Please retype, character for character, the portion of the entries below that runs from the line containing "form: [540, 333]." to the last line.

• Entries shown:
________

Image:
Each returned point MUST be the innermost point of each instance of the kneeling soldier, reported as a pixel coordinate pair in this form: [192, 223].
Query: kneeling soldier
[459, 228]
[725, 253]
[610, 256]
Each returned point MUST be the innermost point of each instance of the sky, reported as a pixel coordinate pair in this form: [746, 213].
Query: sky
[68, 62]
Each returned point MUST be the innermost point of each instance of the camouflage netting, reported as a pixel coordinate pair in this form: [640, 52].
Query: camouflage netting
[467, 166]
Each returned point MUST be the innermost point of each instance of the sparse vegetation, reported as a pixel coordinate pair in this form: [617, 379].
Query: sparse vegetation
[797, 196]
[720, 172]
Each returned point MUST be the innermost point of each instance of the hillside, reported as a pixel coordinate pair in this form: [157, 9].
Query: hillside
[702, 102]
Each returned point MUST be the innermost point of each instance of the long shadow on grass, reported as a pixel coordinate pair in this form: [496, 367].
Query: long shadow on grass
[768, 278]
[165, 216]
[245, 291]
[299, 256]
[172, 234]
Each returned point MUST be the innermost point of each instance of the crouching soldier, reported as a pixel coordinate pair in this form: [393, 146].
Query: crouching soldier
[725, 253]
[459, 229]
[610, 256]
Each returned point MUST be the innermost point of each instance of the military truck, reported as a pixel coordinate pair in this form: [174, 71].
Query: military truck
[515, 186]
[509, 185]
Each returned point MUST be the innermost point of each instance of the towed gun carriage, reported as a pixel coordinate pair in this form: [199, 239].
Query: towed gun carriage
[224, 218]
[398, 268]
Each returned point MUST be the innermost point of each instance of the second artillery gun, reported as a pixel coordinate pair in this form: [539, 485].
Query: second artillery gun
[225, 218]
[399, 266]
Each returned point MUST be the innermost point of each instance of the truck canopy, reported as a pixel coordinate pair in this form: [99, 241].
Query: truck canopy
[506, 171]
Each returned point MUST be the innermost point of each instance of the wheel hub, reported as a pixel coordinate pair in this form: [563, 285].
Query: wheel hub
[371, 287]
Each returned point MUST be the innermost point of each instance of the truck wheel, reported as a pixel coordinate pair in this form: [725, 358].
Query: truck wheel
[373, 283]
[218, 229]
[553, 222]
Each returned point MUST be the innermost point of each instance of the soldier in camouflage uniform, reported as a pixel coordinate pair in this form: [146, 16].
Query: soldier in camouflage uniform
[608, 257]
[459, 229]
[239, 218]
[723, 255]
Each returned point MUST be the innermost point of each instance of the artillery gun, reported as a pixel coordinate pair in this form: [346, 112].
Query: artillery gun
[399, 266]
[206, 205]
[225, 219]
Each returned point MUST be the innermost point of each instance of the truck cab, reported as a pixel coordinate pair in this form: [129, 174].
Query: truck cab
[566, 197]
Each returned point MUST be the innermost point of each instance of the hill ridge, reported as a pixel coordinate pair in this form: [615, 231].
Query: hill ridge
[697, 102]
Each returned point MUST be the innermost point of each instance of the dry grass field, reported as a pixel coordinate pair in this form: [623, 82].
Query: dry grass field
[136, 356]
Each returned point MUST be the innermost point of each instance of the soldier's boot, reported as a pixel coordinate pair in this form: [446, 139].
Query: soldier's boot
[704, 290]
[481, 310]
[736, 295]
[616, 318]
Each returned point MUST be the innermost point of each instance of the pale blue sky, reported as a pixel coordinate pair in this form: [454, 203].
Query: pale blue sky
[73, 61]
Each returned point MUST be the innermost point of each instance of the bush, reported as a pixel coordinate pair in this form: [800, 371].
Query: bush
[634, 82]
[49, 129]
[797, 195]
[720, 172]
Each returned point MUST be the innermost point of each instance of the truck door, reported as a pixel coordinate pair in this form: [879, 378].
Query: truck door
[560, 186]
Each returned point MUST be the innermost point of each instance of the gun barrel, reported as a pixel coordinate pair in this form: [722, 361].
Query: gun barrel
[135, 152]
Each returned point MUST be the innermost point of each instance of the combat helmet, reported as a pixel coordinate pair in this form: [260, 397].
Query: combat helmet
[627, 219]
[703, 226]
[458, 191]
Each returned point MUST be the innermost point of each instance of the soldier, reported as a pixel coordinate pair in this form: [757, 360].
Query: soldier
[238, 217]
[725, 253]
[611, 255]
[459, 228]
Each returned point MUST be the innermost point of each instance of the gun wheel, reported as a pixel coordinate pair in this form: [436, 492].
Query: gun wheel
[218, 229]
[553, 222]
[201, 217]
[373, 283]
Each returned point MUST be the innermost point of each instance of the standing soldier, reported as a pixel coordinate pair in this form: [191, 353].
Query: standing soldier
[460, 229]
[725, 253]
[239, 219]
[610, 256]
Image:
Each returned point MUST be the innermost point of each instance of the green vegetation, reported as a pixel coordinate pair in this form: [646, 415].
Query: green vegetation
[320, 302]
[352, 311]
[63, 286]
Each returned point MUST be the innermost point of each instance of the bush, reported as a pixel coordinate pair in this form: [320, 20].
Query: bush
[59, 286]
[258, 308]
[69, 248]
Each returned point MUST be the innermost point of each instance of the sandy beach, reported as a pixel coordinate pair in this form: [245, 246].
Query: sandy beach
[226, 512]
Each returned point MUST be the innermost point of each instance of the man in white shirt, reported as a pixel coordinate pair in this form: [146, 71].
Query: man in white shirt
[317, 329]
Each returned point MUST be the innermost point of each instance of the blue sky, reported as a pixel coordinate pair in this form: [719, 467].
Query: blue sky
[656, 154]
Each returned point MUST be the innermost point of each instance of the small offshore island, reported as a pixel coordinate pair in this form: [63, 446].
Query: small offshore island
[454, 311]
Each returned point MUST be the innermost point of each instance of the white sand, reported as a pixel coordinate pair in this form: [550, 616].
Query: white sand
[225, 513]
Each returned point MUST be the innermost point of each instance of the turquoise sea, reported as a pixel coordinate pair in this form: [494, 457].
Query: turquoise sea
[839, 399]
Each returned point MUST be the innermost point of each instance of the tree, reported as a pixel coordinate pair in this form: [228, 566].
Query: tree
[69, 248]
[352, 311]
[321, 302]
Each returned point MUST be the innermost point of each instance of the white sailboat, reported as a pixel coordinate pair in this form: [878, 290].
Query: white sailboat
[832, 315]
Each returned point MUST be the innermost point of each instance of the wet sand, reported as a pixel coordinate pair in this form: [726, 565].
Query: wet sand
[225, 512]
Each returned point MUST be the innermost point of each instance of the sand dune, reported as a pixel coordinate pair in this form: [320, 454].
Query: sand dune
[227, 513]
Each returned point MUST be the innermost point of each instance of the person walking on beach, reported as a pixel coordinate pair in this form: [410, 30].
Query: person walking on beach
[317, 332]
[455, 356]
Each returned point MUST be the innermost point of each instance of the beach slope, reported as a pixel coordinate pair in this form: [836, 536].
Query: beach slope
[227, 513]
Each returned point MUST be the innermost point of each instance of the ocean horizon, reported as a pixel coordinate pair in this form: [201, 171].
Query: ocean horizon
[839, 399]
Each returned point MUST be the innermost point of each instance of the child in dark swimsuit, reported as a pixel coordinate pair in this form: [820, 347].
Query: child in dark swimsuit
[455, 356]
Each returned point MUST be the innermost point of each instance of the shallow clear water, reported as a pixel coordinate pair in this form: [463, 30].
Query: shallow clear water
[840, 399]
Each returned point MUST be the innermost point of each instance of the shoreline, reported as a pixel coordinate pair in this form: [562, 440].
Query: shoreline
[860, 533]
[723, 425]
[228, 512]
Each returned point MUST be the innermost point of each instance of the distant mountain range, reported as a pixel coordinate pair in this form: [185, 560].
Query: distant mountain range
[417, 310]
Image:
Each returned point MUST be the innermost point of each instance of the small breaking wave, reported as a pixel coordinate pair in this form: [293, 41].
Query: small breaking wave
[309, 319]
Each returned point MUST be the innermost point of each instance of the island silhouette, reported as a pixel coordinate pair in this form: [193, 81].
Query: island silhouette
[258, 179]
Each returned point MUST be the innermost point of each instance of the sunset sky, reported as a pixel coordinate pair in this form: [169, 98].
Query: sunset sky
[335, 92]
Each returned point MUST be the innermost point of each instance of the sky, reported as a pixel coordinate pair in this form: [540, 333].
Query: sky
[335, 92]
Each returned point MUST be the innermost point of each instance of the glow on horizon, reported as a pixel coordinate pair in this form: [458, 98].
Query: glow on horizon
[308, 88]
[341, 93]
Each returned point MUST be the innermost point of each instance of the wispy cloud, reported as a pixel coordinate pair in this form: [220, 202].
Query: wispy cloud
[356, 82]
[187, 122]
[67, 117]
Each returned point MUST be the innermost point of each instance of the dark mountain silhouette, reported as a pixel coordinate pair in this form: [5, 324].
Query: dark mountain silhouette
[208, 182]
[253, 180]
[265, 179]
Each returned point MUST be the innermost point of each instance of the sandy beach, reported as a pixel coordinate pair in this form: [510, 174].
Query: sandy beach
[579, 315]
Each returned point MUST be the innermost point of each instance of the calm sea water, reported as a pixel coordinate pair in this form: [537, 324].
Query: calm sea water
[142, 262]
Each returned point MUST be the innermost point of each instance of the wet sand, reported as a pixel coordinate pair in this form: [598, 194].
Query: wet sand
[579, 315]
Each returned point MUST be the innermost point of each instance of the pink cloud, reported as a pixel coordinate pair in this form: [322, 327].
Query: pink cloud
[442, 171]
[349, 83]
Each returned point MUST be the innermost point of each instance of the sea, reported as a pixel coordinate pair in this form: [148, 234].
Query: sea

________

• Your response:
Each returned point MUST be the innermost point of each instance of the sky, reported as a pixel coordinate pair in this form: [540, 333].
Query: sky
[335, 92]
Each returned point MUST be the innermost point of each instance of the glow on horizon, reported as a pixel coordinate pair in this form: [458, 98].
Query: glow on horizon
[308, 88]
[341, 93]
Each returned point MUST be the innermost point of each instance of the wispy cloud, reported as a pixel coordinate pair in this form: [220, 202].
Query: wispy cloud
[356, 82]
[187, 122]
[67, 117]
Each returned point MUST be the innermost point of each instance of the dark mountain silhouette, reported as a pixel coordinate pair in this form: [5, 324].
Query: dark mountain silhouette
[208, 182]
[253, 180]
[265, 179]
Each returned point MUST be the innermost point of each instance of the sandy beach, reported as a pixel coordinate pair in this form: [510, 174].
Query: sandy beach
[579, 315]
Each returned point MUST be the innermost point of each instance of the calm sea water, reported as a pixel coordinate pair in this form: [537, 324].
Query: calm sea water
[142, 262]
Each returned point MUST be the innermost point of each instance of the wet sand, reported as a pixel coordinate pair in this form: [598, 194].
Query: wet sand
[579, 315]
Each returned point MUST be the innermost point of each instance of the pink cloud, reported as a pixel coordinate pair in this form: [322, 327].
Query: pink cloud
[442, 171]
[349, 83]
Each returned point MUST be the innermost point of each instance of the sea, reported as a pixel coordinate pair in this form: [148, 234].
Query: sea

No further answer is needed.